The European Central Bank’s latest extension of quantitative easing contains “a form of warning” that unprecedented monetary stimulus is not going to last forever, Executive Board member Benoit Coeure said on Friday.
“Sources of growth that aren’t dependent on monetary policy need to be found. Long-term rates will rise,” Coeure said in in an interview on Europe 1 radio. “Economic players need to be ready, notably governments that have benefited a lot from falling rates.”
The ECB decided on Thursday to prolong asset purchases through December 2017, while lowering the monthly amount to 60 billion euros ($64 billion) from 80 billion euros as of April. An alternative option the Governing Council considered was extending the program for six months at the current pace.
The reduction is a sign of the ECB’s confidence in the economic recovery and the ability of inflation to return to the central bank’s goal of just under 2 percent goal, Coeure said.

_Actions to take_
a) According to the article on the ECB's stimulus extension, what will the monthly amount of asset purchases be as of April?
b) Output the passage of the article on the ECB's stimulus extension that opens with the words containing "The ECB decided" and closes with "the current pace.".
c) Write the next part of the article on the ECB's stimulus extension, picking up after its final sentence.
The records after this point are separate material and have no connection to the article on the ECB's stimulus extension.

_Source data_

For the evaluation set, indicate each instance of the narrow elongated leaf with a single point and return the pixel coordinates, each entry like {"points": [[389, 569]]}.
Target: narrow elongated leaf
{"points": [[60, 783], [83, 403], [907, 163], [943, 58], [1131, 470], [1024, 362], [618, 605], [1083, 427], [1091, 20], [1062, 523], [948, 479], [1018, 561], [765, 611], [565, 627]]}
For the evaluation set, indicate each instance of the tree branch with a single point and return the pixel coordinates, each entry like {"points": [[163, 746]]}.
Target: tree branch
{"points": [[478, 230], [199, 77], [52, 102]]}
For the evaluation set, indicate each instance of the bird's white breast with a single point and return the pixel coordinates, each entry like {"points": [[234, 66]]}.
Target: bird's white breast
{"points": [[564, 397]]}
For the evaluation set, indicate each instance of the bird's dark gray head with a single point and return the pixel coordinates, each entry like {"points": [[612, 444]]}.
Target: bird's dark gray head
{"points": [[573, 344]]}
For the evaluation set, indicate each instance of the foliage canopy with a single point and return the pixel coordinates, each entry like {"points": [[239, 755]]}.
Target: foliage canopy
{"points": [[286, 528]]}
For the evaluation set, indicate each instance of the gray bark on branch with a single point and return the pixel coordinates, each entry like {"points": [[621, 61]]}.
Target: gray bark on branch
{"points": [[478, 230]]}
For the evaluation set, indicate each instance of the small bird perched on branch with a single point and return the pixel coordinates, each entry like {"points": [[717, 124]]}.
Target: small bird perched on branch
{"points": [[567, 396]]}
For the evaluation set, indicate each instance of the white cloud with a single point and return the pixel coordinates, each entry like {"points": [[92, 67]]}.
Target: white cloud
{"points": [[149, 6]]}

...

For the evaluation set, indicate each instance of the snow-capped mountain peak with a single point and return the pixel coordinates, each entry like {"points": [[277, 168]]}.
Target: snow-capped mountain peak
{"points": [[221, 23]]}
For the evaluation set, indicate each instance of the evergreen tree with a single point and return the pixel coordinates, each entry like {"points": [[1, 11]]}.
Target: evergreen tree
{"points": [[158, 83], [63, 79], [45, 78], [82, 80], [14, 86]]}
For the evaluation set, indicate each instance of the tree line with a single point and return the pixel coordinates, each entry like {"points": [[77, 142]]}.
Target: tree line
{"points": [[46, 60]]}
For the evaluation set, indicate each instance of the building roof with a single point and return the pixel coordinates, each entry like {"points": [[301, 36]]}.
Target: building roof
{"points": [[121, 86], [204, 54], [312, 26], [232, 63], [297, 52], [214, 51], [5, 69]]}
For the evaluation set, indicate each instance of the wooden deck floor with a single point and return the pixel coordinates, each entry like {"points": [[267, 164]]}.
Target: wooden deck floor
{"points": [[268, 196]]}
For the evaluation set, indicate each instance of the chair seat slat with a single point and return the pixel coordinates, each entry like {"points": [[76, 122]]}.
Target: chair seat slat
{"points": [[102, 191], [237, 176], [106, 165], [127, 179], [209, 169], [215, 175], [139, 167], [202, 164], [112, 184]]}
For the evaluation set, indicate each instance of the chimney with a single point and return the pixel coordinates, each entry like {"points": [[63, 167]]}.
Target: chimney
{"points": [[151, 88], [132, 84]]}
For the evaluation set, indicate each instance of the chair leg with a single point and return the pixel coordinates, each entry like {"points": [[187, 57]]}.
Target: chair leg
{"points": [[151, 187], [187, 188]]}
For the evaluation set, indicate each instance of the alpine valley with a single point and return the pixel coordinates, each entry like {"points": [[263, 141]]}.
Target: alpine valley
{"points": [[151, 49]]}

_Answers for this exercise_
a) 60 billion euros ($64 billion).

b)
The ECB decided on Thursday to prolong asset purchases through December 2017, while lowering the monthly amount to 60 billion euros ($64 billion) from 80 billion euros as of April. An alternative option the Governing Council considered was extending the program for six months at the current pace.

c)
“The euro zone is recovering, it’s doing better, but it still needs its medicine of accommodative monetary policy, low rates,” Coeure said. “So we’re lowering the dosage because things are getting better. But we’re lengthening the prescription.”
ECB President Mario Draghi struck a more downbeat tone on Thursday, when he cited weak underlying price pressures, political uncertainties and inadequate government reforms as reasons for expanding QE to at least 2.3 trillion euros.
“They need to communicate the message that: you guys need to get your house in order as the QE time horizon is definite,” said Nick Kounis, head of macro research at ABN Amro NV in Amsterdam. “Some governments can get used to the comfort blanket of the QE and the ECB are concerned about what happens once that blanket is removed.”